§ **Provided text**
++++++
Hundreds of students at the University of Texas at Austin are to carry dildos between classes in protest against a law permitting people to bring guns on campus, The Guardian reported on 25 August. Shortly after a CocksNotGlocks rally on 24 August, students strapped large dildos to their backpacks to show their anger at the new “campus carry” law that came into effect this summer, the paper said. “We’re just trying to fight absurdity with absurdity,” said student Rosie Zander, who pointed out that dildos are banned on campus under university and state obscenity rules but semi-automatic weapons are not. “We have crazy laws here but this is by far the craziest, that you can’t bring a dildo on to campus legally but you can bring your gun,” she said, although university authorities are exempting the sex toys under “protected political speech”. With almost 5,000 dildos distributed on campus so far, it seems that sex toys and guns are, as one protester put it, “in it together for the long haul”.
++++++
§ **Record excerpts**
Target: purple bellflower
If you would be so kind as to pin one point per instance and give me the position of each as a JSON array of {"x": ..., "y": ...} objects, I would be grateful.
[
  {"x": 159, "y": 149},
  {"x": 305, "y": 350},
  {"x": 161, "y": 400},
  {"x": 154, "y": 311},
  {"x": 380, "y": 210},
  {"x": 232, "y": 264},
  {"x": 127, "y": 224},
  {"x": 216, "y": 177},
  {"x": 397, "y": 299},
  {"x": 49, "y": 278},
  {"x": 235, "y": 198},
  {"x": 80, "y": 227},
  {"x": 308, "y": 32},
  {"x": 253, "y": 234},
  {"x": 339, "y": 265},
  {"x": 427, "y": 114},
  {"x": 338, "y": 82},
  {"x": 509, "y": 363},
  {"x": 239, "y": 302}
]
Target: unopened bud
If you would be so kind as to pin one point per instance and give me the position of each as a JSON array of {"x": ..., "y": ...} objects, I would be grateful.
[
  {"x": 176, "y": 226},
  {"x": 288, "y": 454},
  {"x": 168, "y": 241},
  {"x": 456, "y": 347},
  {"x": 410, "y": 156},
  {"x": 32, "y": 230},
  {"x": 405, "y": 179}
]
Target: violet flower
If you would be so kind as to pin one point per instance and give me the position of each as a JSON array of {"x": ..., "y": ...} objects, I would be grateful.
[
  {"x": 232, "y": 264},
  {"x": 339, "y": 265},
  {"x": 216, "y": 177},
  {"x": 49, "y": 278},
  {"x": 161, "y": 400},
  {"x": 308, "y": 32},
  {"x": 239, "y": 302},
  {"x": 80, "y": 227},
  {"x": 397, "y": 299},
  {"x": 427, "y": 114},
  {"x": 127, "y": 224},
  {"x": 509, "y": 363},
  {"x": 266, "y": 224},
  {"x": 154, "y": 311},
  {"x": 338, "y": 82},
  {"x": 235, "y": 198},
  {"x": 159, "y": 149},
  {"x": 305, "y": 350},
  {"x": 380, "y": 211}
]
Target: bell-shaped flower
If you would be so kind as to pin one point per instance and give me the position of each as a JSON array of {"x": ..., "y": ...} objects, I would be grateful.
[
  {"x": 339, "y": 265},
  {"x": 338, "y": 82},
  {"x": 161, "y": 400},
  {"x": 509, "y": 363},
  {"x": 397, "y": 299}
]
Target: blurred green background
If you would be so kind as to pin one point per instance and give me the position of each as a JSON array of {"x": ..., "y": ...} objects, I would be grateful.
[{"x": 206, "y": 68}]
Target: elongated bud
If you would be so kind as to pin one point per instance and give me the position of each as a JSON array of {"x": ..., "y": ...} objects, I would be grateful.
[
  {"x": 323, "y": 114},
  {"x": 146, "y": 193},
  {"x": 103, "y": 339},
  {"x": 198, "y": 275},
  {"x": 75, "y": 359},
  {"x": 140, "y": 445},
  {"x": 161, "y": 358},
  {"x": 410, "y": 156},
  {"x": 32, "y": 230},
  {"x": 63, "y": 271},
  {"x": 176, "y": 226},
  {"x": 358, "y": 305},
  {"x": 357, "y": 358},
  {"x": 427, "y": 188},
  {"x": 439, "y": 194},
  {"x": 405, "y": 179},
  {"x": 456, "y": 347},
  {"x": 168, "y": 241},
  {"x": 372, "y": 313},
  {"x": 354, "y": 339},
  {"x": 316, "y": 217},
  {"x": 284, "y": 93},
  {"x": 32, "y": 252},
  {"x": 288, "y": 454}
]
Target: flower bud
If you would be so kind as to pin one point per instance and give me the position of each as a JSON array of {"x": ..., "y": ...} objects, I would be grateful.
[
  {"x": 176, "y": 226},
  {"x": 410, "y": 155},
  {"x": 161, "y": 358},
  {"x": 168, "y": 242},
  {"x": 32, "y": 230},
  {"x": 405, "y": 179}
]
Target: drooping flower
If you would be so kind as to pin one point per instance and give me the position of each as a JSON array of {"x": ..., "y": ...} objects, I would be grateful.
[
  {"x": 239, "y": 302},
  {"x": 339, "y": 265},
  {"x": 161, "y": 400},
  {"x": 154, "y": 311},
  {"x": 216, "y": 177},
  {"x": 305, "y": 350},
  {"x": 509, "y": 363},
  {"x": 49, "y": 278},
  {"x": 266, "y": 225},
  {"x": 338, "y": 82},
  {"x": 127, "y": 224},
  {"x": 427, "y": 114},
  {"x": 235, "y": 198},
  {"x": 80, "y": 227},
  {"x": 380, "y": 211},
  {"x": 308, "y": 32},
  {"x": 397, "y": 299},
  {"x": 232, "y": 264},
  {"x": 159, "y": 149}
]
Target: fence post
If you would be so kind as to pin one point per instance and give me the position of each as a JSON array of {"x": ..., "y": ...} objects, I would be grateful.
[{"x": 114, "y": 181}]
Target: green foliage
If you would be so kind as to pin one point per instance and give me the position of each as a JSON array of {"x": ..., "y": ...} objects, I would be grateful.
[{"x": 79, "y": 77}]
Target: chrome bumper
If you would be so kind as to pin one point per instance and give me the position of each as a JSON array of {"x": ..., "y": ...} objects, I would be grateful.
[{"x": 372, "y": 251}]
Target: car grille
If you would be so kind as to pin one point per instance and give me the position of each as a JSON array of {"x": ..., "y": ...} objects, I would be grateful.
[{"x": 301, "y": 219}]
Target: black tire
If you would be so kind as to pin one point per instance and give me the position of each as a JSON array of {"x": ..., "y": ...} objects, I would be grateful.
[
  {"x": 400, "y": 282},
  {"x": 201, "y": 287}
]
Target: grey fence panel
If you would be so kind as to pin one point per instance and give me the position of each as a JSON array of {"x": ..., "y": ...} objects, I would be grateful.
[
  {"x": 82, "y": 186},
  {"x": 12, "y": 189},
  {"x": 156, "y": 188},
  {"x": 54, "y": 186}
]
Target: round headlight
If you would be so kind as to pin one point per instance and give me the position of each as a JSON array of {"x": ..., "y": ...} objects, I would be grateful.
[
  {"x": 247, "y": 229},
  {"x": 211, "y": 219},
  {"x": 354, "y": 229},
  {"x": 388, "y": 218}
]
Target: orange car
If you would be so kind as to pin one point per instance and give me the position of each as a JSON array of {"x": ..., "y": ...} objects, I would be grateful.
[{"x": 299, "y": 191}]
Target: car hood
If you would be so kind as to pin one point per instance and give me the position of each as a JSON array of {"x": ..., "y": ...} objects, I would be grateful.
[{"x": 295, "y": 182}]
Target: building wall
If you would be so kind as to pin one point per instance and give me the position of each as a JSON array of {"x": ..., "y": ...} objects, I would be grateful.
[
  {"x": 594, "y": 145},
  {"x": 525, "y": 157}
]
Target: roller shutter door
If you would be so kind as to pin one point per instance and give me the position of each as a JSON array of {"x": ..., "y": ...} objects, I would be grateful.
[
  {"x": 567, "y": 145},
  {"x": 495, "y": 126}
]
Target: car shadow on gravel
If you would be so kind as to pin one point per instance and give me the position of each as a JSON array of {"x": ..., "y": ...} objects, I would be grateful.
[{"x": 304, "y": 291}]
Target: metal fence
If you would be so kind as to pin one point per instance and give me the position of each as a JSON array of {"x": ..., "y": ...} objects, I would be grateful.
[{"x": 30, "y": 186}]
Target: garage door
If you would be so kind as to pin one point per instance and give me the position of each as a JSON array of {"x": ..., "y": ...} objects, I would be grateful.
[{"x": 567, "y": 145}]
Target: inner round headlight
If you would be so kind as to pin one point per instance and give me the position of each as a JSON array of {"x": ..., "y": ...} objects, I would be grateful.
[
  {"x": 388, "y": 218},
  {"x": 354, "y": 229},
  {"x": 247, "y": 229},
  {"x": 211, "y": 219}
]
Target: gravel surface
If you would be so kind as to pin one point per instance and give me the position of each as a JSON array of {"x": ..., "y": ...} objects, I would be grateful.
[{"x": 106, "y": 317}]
++++++
§ **Task directions**
Reproduce the news report about the campus carry protest word for word, from start to finish.

§ **Response to the task**
Hundreds of students at the University of Texas at Austin are to carry dildos between classes in protest against a law permitting people to bring guns on campus, The Guardian reported on 25 August. Shortly after a CocksNotGlocks rally on 24 August, students strapped large dildos to their backpacks to show their anger at the new “campus carry” law that came into effect this summer, the paper said. “We’re just trying to fight absurdity with absurdity,” said student Rosie Zander, who pointed out that dildos are banned on campus under university and state obscenity rules but semi-automatic weapons are not. “We have crazy laws here but this is by far the craziest, that you can’t bring a dildo on to campus legally but you can bring your gun,” she said, although university authorities are exempting the sex toys under “protected political speech”. With almost 5,000 dildos distributed on campus so far, it seems that sex toys and guns are, as one protester put it, “in it together for the long haul”.